[EXTRACTED DATA]
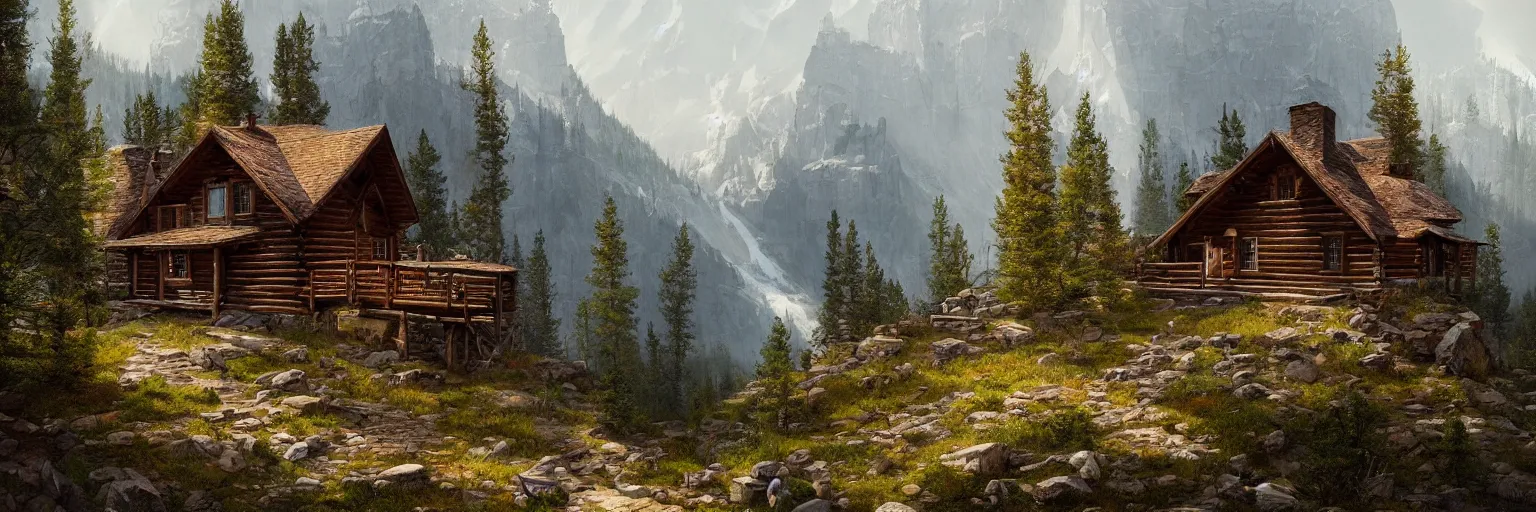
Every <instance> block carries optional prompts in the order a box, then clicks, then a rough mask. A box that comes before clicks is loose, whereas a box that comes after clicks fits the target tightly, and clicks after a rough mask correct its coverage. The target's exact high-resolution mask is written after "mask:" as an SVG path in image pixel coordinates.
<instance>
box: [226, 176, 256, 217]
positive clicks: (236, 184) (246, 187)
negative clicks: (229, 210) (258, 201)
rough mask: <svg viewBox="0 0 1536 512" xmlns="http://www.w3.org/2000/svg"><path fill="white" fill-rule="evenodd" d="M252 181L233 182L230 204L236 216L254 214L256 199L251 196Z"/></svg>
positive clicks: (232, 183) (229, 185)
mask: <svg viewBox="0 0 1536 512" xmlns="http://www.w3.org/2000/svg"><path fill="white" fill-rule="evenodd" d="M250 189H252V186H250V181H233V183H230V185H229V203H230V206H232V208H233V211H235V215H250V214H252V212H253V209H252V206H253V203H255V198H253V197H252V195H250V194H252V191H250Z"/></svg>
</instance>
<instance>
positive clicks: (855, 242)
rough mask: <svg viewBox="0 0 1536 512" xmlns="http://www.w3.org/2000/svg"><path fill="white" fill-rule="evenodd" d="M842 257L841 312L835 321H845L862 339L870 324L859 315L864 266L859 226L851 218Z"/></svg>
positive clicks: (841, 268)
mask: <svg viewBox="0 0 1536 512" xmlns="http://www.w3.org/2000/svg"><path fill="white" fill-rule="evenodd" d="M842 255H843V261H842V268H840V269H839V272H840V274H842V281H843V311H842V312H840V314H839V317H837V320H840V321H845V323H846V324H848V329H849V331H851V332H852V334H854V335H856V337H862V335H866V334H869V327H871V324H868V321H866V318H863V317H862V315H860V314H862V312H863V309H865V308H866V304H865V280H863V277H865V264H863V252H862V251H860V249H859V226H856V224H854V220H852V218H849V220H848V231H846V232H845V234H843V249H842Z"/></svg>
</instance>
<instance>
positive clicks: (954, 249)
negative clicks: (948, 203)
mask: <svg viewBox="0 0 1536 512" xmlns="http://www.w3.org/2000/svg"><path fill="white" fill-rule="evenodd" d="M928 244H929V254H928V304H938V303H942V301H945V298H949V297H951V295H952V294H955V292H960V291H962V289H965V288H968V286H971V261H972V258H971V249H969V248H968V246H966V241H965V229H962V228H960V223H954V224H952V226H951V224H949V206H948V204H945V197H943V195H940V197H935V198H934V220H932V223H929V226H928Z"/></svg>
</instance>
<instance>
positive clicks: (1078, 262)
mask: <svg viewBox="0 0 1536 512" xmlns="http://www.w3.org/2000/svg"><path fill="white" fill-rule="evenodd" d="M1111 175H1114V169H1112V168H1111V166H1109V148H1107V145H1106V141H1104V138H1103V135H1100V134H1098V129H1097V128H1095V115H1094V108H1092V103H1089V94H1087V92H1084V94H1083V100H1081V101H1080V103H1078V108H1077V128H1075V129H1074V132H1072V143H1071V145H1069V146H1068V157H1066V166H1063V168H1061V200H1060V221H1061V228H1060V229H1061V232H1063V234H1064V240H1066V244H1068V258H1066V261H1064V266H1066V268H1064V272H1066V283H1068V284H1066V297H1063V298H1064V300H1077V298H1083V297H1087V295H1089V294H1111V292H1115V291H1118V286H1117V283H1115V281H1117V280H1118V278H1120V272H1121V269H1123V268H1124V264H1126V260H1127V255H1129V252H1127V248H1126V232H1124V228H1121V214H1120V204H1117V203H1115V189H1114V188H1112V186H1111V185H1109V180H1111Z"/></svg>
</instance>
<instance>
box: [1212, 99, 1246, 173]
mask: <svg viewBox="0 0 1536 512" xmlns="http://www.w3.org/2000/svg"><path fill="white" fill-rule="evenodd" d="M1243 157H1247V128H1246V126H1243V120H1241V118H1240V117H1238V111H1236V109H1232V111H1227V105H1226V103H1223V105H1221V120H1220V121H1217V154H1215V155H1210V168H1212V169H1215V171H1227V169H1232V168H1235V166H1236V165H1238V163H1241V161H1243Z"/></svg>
[/EXTRACTED DATA]
[EXTRACTED DATA]
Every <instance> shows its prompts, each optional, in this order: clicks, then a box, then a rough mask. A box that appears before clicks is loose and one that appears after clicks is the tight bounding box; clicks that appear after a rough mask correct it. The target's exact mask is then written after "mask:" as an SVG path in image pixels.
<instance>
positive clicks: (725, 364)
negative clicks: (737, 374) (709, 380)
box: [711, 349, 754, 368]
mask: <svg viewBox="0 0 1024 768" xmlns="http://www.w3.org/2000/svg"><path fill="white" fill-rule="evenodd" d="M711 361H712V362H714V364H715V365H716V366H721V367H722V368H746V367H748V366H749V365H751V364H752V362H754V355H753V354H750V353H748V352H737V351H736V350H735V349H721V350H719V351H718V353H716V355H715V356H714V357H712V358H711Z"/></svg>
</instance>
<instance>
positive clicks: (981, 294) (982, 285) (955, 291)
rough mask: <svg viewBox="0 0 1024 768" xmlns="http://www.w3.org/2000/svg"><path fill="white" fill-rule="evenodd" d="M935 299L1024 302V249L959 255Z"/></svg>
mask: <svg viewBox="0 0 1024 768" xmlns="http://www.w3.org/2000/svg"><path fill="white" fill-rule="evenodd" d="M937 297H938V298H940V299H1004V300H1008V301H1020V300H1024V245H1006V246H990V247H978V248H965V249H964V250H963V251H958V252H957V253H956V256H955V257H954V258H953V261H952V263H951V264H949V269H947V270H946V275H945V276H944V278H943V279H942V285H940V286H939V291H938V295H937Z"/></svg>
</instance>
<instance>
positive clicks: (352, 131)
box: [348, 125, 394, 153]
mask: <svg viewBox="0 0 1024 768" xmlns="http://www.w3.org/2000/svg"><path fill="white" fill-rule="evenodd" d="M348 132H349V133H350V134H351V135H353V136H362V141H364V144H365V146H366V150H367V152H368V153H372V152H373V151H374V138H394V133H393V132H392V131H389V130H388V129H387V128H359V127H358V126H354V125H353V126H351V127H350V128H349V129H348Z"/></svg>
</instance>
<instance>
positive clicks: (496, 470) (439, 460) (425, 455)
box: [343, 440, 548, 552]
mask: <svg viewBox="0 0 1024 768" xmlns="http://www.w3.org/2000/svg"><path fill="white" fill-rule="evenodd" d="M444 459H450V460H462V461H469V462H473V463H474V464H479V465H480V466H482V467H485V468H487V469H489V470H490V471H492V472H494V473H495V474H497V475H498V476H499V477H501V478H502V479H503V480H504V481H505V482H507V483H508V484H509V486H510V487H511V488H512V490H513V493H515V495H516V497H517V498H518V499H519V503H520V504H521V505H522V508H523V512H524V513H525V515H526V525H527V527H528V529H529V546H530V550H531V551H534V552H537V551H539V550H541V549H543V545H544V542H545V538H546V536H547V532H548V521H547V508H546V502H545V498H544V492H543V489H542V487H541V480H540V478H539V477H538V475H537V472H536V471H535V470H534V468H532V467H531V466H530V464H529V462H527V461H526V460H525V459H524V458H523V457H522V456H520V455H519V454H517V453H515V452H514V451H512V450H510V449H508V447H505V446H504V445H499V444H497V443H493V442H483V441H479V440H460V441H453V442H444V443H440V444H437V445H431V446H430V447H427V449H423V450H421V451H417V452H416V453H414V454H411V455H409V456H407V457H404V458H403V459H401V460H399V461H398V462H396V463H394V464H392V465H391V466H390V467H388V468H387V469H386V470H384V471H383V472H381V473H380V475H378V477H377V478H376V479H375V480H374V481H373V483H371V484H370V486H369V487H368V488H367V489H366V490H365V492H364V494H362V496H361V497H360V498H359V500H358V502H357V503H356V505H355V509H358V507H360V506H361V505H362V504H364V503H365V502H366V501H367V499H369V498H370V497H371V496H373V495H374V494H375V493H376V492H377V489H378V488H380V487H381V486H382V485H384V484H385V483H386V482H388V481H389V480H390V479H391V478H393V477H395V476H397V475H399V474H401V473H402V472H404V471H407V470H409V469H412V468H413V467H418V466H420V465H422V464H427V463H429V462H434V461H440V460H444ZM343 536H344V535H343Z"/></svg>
[/EXTRACTED DATA]
## [JOB]
Count the lines in the data above that contain the string "negative", treating case as significant, and give only the number.

## [COMPLETED EXERCISE]
3